Coordinate labeling data
------------------------------------------------------------

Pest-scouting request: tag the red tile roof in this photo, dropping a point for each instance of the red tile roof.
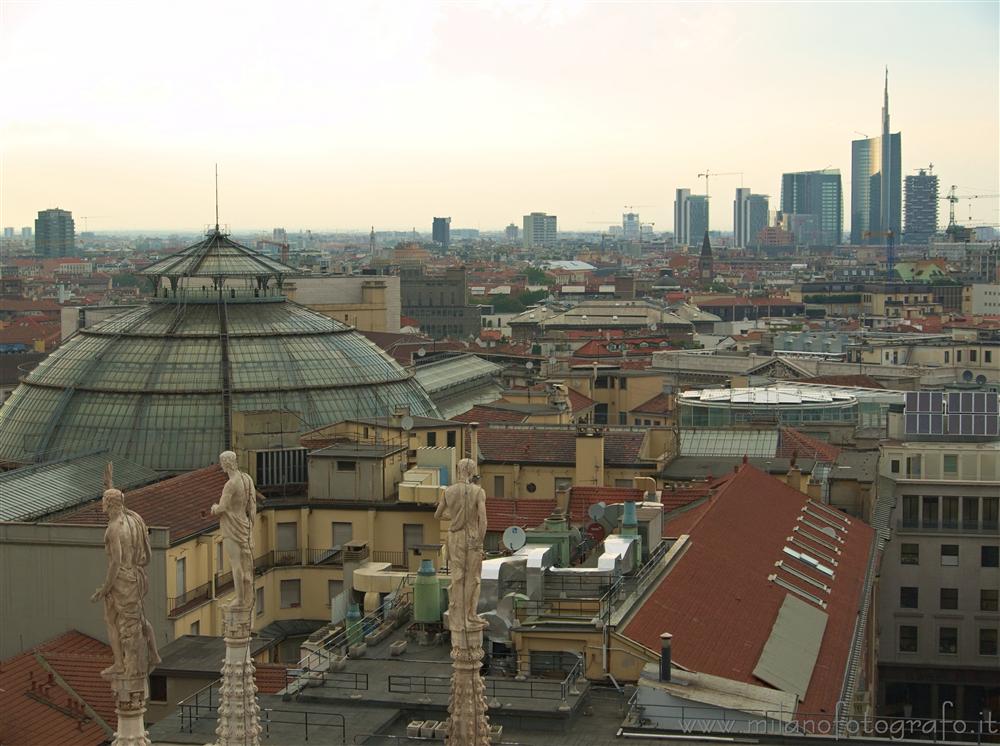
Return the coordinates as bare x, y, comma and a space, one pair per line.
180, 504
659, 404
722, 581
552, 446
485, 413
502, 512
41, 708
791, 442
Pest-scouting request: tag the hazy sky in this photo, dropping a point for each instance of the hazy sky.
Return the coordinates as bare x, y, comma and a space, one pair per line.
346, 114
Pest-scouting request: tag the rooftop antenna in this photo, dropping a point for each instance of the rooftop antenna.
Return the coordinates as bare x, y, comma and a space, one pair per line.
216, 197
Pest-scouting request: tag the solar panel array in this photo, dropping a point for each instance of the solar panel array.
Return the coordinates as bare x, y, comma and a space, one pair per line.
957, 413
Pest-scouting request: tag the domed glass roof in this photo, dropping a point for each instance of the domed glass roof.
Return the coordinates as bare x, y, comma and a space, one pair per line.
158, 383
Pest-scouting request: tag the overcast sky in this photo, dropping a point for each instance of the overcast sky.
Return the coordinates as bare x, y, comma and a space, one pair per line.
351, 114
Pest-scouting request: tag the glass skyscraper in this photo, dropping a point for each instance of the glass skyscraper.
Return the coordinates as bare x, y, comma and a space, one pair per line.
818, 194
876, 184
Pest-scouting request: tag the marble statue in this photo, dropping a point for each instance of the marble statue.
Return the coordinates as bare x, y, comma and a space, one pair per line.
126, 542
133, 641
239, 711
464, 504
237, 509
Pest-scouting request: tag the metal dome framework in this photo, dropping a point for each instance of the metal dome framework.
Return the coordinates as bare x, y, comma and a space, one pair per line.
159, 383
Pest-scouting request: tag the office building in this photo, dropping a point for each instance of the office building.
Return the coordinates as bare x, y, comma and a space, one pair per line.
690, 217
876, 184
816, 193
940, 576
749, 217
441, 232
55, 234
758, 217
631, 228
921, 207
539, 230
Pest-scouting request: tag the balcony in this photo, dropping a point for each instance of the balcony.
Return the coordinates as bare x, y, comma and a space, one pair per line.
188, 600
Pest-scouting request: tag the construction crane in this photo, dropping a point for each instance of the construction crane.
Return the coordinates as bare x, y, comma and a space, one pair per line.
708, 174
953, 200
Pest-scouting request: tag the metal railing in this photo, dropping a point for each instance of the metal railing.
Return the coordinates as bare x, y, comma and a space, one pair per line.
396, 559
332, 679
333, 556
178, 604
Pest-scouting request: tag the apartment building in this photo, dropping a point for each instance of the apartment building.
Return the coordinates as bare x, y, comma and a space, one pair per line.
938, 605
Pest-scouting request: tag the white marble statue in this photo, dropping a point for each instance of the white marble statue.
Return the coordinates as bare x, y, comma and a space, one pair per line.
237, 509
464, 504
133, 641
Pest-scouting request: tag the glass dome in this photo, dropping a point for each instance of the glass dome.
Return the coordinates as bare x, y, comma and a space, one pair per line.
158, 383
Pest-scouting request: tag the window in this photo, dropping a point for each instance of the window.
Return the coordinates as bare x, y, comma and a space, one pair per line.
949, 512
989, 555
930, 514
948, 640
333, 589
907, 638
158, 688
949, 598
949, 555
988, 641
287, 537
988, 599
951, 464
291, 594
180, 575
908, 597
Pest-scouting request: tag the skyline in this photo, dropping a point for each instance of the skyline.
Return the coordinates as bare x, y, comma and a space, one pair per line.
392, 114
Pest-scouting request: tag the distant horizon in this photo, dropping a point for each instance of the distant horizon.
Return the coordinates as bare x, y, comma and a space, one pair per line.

------------------------------------------------------------

Reproduce every entry exactly, but omit each picture.

Pest-scouting request: tag the red tile roof in this photo, dropping a point for each instance of the red tile roof.
Return the coordinates as bare x, y, comma and a space, one pair per line.
180, 504
659, 404
722, 581
552, 446
485, 413
502, 512
41, 708
791, 442
Pest-scouting request: tag the hazy sky in this photo, dropping a point for each instance of the hazy sky.
Return the coordinates as bare x, y, comma and a space, one pair per line.
346, 114
Pest-scouting request: tag the rooftop antenna in this photo, dropping a point for each instance of the rooftop antenna.
Return the coordinates as bare x, y, comma and a space, one pair per line.
216, 197
Pest-scouting request: tag the solar panel array in this photo, dropping a point for each instance of the solar panel array.
Return the coordinates as bare x, y, comma and a space, one pair per line.
957, 413
Pest-scouting request: tag the domed glass roof in this photo, dropping a point for each instance of the domed glass roof.
Return the coordinates as bare x, y, comma and a space, one pair per line.
158, 383
Pest-scouting request: tag the overcast sky in this photo, dropping a point for each instance of the overcast sky.
Return the coordinates as bare x, y, comma and a space, one pair per line.
351, 114
Pest-scouting request: tag the glass skyscraper in this photo, dropping a point for each instance of the glass skyscraper.
Return the coordinates as bare x, y, comma and a space, one pair per line.
818, 194
876, 184
Pest-scouting request: tag the marble statue in this photo, dropping a point for each instance of the marble statue.
Return the coordinates as bare x, y, comma and a space, one pair per line.
126, 542
133, 641
239, 711
464, 504
237, 509
Pest-scouting request: tag the metal dome framework in this photo, dropping a point for each instance of the metal dome framework.
Return the coordinates as bare x, y, comma and a space, one pair per line.
159, 383
Pest-scouting request: tag the office building in this photo, dropping a point for each instance of the office building.
Return the coordinates as bare x, y, comma and a space, one pair per line.
690, 217
876, 184
816, 193
940, 576
749, 217
441, 232
55, 234
758, 217
631, 228
921, 207
539, 230
Pest-scouting request: tag the balcony in this photo, dropping a point for each instance of the balcony.
Return the coordinates as bare x, y, comma and a space, one pair per line.
188, 600
Pest-scouting request: tag the construction crane in this photo, dropping a point for each instance of the construction crane.
Return the coordinates as bare x, y, comma and a space, one pair per line.
708, 174
953, 200
Pest-scouting request: tag the metal railing in this photo, dropping a point for each instance of the metal railing.
Return the coordinates as bare x, y, comma and a space, one pair per line.
396, 559
332, 679
333, 556
178, 604
Pest-scouting request: tag the apartment building in this photo, dropping a point for each instance of the apartment building.
Return the coordinates as bare x, y, comma and a space, one pair per line.
938, 605
Pest-scouting request: tag the white marble statue in this photo, dropping a point for each instance of the white marble statue.
Return the coordinates as bare x, y, comma and a space, one pair per line.
237, 509
464, 504
133, 641
Pest-scouting request: tag the glass dome in this photo, dropping a point for each instance of the glass dome.
Return the coordinates as bare x, y, comma and a space, one pair per line.
158, 383
Pest-scouting request: tag the window in this photo, dropping a point for each instance of the window.
Return the coordinates as bare x, y, comma and a space, one pair per line.
949, 512
989, 555
930, 514
948, 640
333, 589
907, 638
158, 688
949, 598
949, 555
988, 641
287, 537
988, 599
951, 464
291, 594
180, 575
908, 597
Pest-scouting request: tag the skyline in this photo, dropping a point for each instance of the skyline.
Return the coordinates as bare x, y, comma and a space, one pair per line.
392, 114
Pest-scouting request: tag the distant horizon in this photo, dropping a point for each instance of the distant horizon.
Return the coordinates as bare x, y, comma and a space, one pair per line.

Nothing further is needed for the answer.